## Goal 1:
Name every entry heading that appears under "General characteristics" in the Type XXVI submarine data.
## Goal 2:
Reproduce everything from "- Beam: 5.45" down to "135 m (443 ft)" in the Type XXVI submarine data, substituting "steam turbine" for "Walter turbine".

## Supplied passage:
— start —
- Rendering of a Type XXVI submarine

Class overview
- Builders: Blohm & Voss, Hamburg
- Operators: Kriegsmarine (planned)
- Preceded by: Type XXI submarine
- Built: 1945
- Planned: 100
- Canceled: 100

General characteristics
- Displacement: 842 t (829 long tons) (surfaced) ; 926 t (911 long tons) (submerged);
- Length: 56.2 m (184 ft 5 in)
- Beam: 5.45 m (17 ft 11 in)
- Draft: 5.9 m (19 ft 4 in)
- Propulsion: Walter turbine, 7,500 PS (5,516 kW; 7,397 shp); 1 × Diesel motor, 580 PS (427 kW; 572 shp) ; 1 × Electric motor, 71 PS (52 kW; 70 shp);
- Speed: 11 knots (20 km/h; 13 mph) (surfaced); 24 knots (44 km/h; 28 mph) - 25 knots (46 km/h; 29 mph) (submerged);
- Range: 7,300 nmi (13,500 km; 8,400 mi) at 10 knots (19 km/h; 12 mph) surfaced; 158 nmi (293 km; 182 mi) at 22 knots (41 km/h; 25 mph) submerged (HTP drive); 45 nmi (83 km; 52 mi) at 6 knots (11 km/h; 7 mph) submerged (electric drive);
- Test depth: 135 m (443 ft)
— end —
Region labeling entries
— start —
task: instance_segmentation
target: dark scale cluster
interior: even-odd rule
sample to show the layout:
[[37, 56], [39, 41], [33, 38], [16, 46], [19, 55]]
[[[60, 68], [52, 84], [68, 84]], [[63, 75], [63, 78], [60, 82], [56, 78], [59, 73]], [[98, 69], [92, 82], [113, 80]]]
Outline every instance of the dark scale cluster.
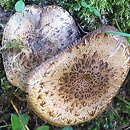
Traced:
[[96, 101], [108, 90], [111, 70], [103, 60], [77, 59], [70, 72], [60, 78], [59, 95], [66, 101]]

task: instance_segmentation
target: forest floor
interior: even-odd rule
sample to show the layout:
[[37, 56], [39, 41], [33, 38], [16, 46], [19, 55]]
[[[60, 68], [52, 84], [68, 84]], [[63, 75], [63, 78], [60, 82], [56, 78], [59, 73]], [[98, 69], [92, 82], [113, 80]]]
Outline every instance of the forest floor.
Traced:
[[[0, 8], [0, 45], [4, 25], [13, 12], [4, 12]], [[28, 127], [33, 130], [44, 123], [29, 108], [26, 94], [12, 86], [6, 79], [2, 56], [0, 54], [0, 130], [11, 129], [11, 115], [16, 114], [14, 105], [20, 114], [27, 113], [29, 117]], [[49, 125], [49, 124], [47, 124]], [[50, 130], [61, 128], [50, 126]], [[106, 110], [87, 123], [73, 126], [74, 130], [130, 130], [130, 72], [117, 96], [108, 105]]]

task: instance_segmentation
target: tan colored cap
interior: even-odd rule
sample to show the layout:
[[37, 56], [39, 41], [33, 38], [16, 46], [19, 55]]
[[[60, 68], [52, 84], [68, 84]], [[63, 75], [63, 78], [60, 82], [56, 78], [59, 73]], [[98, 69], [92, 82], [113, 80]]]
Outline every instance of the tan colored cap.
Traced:
[[56, 126], [86, 122], [116, 95], [130, 66], [125, 63], [128, 43], [106, 31], [117, 30], [99, 28], [32, 71], [26, 84], [28, 101], [44, 121]]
— end —
## Exercise output 1:
Displacement, Length, Beam, Draft, Propulsion, Speed, Range, Test depth

## Exercise output 2:
- Beam: 5.45 m (17 ft 11 in)
- Draft: 5.9 m (19 ft 4 in)
- Propulsion: steam turbine, 7,500 PS (5,516 kW; 7,397 shp); 1 × Diesel motor, 580 PS (427 kW; 572 shp) ; 1 × Electric motor, 71 PS (52 kW; 70 shp);
- Speed: 11 knots (20 km/h; 13 mph) (surfaced); 24 knots (44 km/h; 28 mph) - 25 knots (46 km/h; 29 mph) (submerged);
- Range: 7,300 nmi (13,500 km; 8,400 mi) at 10 knots (19 km/h; 12 mph) surfaced; 158 nmi (293 km; 182 mi) at 22 knots (41 km/h; 25 mph) submerged (HTP drive); 45 nmi (83 km; 52 mi) at 6 knots (11 km/h; 7 mph) submerged (electric drive);
- Test depth: 135 m (443 ft)